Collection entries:

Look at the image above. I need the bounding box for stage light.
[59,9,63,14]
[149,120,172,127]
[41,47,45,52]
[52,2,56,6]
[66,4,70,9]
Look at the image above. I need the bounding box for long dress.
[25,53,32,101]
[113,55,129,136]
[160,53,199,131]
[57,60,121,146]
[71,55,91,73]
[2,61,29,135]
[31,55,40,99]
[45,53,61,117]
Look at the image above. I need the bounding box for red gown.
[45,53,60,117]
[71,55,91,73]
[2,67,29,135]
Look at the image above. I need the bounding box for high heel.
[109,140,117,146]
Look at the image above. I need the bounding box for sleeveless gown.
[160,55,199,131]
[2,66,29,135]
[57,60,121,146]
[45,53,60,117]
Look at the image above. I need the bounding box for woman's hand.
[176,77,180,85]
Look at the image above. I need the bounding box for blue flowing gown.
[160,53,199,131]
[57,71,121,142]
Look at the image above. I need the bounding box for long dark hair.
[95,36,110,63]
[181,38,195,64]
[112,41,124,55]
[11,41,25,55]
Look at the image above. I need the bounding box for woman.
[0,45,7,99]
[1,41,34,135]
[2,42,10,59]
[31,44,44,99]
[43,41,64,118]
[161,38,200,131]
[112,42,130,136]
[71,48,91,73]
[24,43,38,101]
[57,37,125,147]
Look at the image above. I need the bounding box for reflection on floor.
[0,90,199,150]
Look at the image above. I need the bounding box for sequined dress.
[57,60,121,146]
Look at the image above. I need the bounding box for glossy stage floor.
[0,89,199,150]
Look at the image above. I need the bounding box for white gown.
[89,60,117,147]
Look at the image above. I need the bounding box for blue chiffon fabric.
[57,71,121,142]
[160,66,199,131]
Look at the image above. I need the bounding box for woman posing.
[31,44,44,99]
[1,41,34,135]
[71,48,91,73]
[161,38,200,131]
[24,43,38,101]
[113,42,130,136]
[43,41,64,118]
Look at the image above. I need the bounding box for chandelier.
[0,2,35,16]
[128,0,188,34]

**Directive**. Rewrite the listing, beginning at the line that contains "for white gown." and continuing through the end of the listing, with the requests included and -65 added to every bounding-box coordinate in the answers.

**Answer for this exercise**.
Look at the image above. I need the bounding box for white gown.
[24,-5,52,82]
Look at the image above. I need the bounding box for blue chiffon fabric.
[-8,6,56,77]
[95,1,134,66]
Look at the image above. I need the bounding box for woman posing.
[-34,-21,-21,34]
[-64,-24,-31,70]
[6,-17,26,8]
[96,-27,135,66]
[-41,-22,-27,36]
[48,-23,65,71]
[-22,-24,-1,53]
Look at the image above. I need the bounding box for chandelier.
[-65,-63,-30,-49]
[63,-65,123,-31]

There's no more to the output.